> [Written problem]: Retype everything from the line containing "For each instance of the white dress" down to the line containing "For each instance of the groom's ear, set", both included, with no changes.

[Collected data]
※
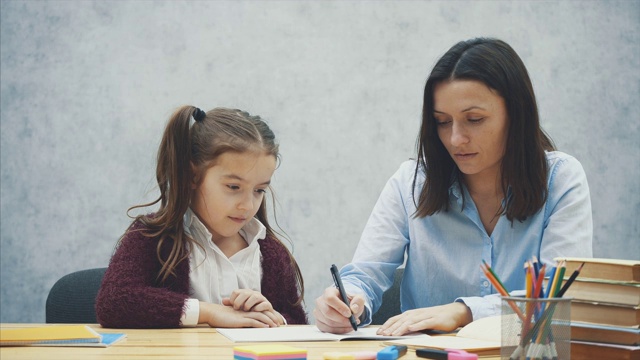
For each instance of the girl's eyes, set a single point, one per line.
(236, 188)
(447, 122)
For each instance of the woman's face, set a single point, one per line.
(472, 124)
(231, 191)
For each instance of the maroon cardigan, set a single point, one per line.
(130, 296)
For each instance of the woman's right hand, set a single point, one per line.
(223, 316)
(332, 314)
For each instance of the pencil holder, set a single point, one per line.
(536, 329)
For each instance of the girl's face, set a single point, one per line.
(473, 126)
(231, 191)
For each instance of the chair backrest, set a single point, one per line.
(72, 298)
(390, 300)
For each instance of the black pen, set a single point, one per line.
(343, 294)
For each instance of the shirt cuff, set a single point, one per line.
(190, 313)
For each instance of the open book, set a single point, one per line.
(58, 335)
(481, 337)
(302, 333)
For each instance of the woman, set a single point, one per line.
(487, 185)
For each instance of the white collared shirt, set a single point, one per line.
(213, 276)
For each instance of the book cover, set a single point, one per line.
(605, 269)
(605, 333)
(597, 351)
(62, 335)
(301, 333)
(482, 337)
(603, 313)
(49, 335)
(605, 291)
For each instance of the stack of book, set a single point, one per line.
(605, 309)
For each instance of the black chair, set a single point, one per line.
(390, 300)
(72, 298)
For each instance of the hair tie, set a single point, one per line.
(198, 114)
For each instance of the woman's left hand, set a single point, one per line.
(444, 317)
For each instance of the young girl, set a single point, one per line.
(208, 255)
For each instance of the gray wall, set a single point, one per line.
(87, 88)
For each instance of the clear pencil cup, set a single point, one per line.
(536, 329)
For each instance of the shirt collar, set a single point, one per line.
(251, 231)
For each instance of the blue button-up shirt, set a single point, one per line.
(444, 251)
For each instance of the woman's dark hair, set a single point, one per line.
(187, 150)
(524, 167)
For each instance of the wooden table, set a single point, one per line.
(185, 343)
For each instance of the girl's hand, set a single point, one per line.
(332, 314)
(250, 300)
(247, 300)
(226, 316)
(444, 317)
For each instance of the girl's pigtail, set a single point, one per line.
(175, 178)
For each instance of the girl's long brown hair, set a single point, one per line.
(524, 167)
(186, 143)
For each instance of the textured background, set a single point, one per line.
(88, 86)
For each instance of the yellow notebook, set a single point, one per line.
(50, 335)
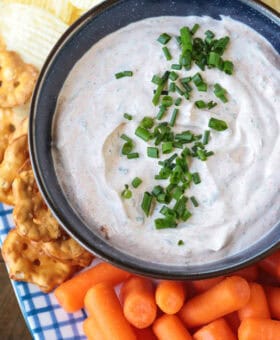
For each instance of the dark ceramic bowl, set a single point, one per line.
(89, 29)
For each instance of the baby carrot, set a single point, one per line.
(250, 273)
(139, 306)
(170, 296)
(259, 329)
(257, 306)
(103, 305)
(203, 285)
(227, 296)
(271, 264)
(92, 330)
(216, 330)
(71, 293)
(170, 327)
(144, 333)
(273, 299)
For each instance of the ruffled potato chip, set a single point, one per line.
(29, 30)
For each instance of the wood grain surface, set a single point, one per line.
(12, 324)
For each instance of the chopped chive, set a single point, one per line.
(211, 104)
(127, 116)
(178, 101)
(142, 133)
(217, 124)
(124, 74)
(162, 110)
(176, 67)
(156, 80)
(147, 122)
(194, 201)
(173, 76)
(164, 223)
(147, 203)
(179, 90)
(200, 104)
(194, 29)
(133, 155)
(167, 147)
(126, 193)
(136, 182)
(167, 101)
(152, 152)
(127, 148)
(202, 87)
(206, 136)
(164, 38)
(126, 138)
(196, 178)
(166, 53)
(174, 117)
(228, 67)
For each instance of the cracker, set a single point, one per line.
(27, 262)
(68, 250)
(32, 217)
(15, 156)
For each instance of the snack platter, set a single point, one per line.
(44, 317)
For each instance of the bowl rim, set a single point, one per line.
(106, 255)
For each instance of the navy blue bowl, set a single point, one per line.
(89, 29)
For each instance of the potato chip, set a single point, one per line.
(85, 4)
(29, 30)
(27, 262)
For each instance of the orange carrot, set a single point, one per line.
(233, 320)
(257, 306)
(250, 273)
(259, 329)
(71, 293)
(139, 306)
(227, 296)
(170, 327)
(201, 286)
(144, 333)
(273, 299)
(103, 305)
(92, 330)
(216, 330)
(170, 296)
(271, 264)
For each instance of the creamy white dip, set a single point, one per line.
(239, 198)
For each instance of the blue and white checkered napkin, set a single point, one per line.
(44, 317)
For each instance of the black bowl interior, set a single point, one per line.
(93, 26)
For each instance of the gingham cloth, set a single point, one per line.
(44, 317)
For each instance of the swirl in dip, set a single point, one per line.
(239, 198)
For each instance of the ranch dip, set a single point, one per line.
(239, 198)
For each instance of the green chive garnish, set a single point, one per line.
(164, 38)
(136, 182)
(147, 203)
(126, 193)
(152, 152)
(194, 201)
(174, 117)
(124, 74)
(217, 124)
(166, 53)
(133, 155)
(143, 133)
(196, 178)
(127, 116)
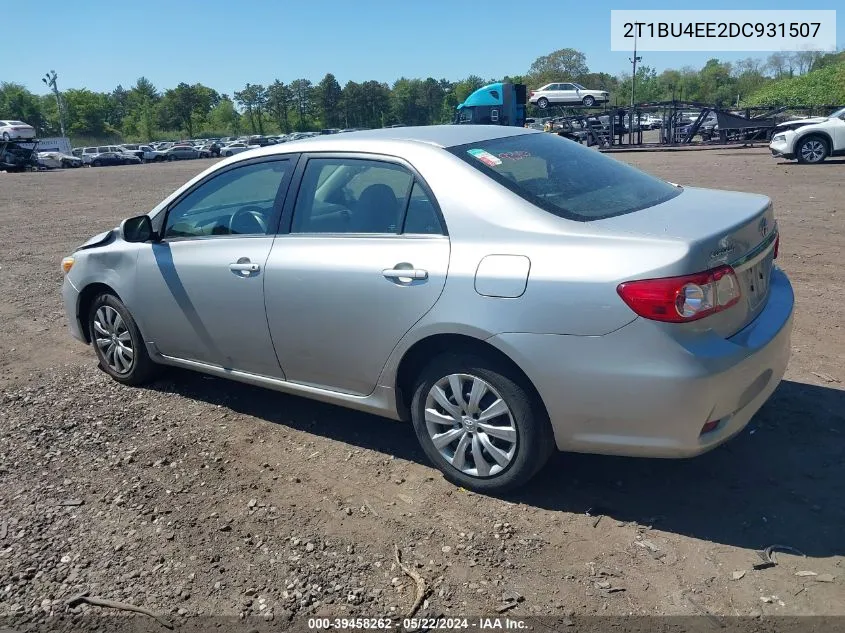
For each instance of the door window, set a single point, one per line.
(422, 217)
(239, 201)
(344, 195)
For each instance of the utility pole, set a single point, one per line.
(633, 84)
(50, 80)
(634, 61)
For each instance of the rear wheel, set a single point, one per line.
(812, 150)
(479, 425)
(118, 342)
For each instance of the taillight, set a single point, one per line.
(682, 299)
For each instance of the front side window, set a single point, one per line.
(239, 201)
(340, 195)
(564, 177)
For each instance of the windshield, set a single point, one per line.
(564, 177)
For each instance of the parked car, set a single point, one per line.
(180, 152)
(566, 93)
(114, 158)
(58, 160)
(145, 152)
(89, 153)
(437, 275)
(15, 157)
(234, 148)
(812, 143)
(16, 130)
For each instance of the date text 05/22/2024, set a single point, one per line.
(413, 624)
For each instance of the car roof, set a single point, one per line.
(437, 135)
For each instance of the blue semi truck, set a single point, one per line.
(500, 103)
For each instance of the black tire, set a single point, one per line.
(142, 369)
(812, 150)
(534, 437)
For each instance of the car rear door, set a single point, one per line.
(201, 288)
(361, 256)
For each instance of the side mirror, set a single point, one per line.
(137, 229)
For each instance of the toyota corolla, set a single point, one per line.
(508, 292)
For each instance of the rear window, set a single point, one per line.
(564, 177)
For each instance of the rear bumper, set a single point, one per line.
※
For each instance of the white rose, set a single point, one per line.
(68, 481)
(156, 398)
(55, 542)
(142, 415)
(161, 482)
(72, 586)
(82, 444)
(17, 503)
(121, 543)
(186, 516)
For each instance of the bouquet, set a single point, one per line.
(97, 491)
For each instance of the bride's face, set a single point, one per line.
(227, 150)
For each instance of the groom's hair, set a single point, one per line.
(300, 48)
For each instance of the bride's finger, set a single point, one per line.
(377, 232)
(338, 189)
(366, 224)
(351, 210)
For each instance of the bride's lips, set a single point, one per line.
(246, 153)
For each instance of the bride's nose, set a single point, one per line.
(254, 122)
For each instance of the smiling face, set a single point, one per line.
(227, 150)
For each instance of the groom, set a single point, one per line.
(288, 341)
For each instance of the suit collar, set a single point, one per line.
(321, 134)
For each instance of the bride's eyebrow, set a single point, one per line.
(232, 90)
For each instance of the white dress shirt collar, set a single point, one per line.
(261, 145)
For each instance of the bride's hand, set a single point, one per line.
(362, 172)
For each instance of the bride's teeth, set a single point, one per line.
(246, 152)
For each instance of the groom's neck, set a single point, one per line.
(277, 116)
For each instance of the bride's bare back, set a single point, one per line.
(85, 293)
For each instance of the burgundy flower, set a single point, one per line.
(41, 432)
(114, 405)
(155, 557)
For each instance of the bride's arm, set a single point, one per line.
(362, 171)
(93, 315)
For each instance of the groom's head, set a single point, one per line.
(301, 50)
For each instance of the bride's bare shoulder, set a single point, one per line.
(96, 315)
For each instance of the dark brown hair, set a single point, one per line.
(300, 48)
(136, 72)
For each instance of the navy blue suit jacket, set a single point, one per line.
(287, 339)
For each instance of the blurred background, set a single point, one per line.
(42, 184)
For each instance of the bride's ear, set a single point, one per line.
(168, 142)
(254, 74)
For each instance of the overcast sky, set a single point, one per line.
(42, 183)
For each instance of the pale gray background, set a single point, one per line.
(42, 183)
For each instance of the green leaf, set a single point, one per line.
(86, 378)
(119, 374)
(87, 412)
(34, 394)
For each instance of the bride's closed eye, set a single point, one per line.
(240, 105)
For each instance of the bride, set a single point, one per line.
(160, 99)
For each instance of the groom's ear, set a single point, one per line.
※
> [Solution to the exercise]:
For each instance of the white dress shirt collar, set a single point, one per line.
(261, 145)
For each instance of the bride's hand, set a single point, one per line.
(362, 172)
For each instance of the bride's teeth, set a single point, one per line.
(246, 152)
For each instance of the groom's neck, set a single point, one per line.
(277, 116)
For each instance of the bride's bare back, set a single point, one per line.
(85, 293)
For each instance of the burgundy flower, set a single point, one per line.
(41, 432)
(114, 405)
(155, 557)
For each instance of the bride's arm, set a single point, one per line.
(362, 171)
(93, 315)
For each instance of the groom's head, set a single point, one per line.
(301, 50)
For each instance of the bride's bare shoulder, set a single point, one per line.
(96, 315)
For each instance of the dark brown hair, set a single point, one per line.
(300, 48)
(136, 72)
For each instance of the navy blue suit jacket, set a single point, one per line.
(287, 339)
For each instance of the blurred background, set a single point, one per line.
(42, 184)
For each instance of the bride's ear, set a single point, one per line.
(168, 142)
(254, 74)
For each instance of the overcast sky, set a single point, one per line.
(42, 183)
For each instance of the pale gray background, set a single point, one per line.
(42, 183)
For each instance of the green leaf, set a single point, one per line.
(86, 378)
(119, 374)
(87, 412)
(34, 394)
For each instance of the bride's closed eye, set a single point, one per line.
(240, 105)
For each instance of the bride, set a single point, one per line.
(160, 99)
For each instance of the groom's ear, set a single point, one per line.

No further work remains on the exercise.